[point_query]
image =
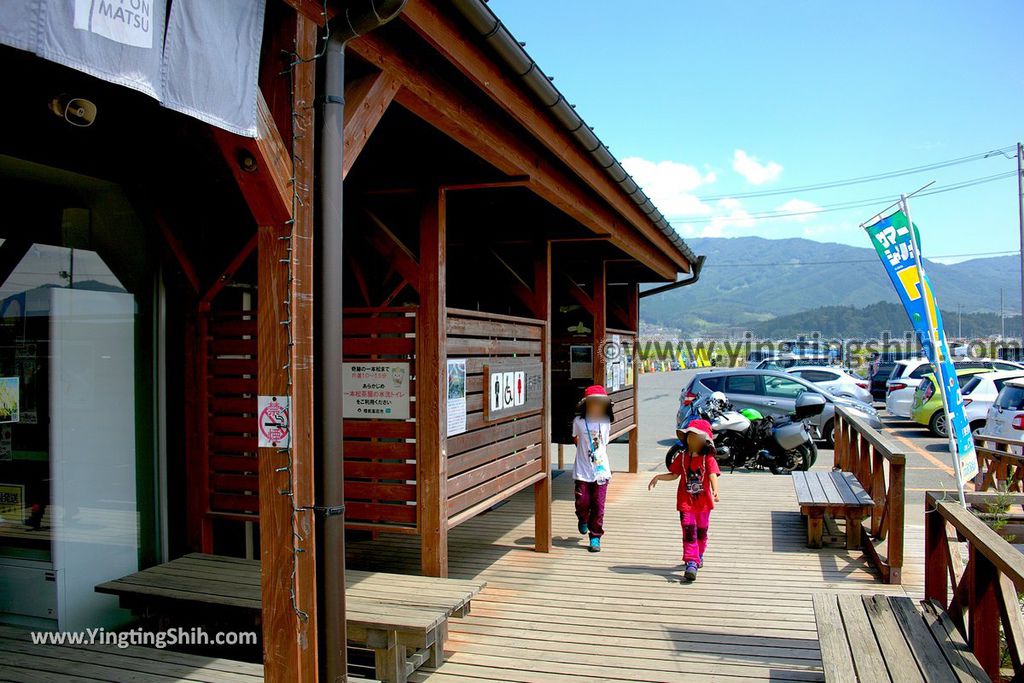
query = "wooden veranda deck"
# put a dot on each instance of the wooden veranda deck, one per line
(623, 614)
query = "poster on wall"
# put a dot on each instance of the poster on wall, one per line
(375, 389)
(456, 396)
(512, 387)
(9, 404)
(582, 363)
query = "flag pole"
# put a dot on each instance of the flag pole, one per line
(933, 334)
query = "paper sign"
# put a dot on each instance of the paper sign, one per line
(375, 389)
(274, 422)
(456, 396)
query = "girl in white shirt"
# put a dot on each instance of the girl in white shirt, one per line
(591, 430)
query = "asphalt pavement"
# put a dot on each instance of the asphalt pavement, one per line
(928, 464)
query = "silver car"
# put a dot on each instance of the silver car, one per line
(836, 381)
(772, 392)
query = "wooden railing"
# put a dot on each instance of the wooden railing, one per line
(981, 594)
(999, 463)
(880, 466)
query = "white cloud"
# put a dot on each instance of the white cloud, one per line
(803, 209)
(671, 184)
(755, 172)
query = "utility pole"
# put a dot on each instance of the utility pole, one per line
(1020, 210)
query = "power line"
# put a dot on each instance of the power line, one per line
(843, 206)
(864, 178)
(860, 260)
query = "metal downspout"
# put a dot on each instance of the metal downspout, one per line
(694, 276)
(355, 18)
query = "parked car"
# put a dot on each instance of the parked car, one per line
(787, 360)
(1006, 417)
(928, 409)
(773, 392)
(836, 381)
(906, 375)
(980, 391)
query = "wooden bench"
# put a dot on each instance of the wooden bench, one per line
(402, 619)
(836, 495)
(878, 639)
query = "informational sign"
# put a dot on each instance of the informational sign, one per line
(375, 389)
(582, 363)
(512, 386)
(11, 500)
(456, 396)
(898, 246)
(9, 400)
(274, 422)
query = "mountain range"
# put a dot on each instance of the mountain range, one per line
(751, 281)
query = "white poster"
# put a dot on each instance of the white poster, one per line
(456, 396)
(375, 389)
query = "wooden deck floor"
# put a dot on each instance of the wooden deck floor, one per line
(624, 614)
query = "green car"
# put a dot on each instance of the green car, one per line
(927, 408)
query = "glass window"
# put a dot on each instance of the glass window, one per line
(783, 387)
(741, 384)
(1011, 397)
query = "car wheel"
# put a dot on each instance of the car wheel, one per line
(828, 433)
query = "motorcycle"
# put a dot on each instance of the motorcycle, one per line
(747, 438)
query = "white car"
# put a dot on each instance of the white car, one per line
(836, 381)
(980, 391)
(907, 374)
(1006, 417)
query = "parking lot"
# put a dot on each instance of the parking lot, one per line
(928, 465)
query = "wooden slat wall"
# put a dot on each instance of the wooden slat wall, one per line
(625, 397)
(380, 455)
(230, 394)
(492, 460)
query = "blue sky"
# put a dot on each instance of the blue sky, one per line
(721, 97)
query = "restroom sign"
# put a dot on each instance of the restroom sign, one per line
(274, 422)
(512, 387)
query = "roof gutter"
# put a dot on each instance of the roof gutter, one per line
(512, 53)
(694, 276)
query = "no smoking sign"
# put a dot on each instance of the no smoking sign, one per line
(274, 422)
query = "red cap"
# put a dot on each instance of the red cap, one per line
(701, 427)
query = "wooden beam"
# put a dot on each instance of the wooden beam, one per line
(470, 57)
(542, 489)
(262, 167)
(391, 248)
(600, 321)
(581, 297)
(366, 100)
(439, 102)
(431, 388)
(285, 314)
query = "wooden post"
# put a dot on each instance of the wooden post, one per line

EXERCISE: Please show every line above that contains the word "shirt". Upper- and lowercase count as different.

THE COMPLETED TASK:
query = "girl in white shirt"
# put a dot on each instance of the girl in white shirt, one per line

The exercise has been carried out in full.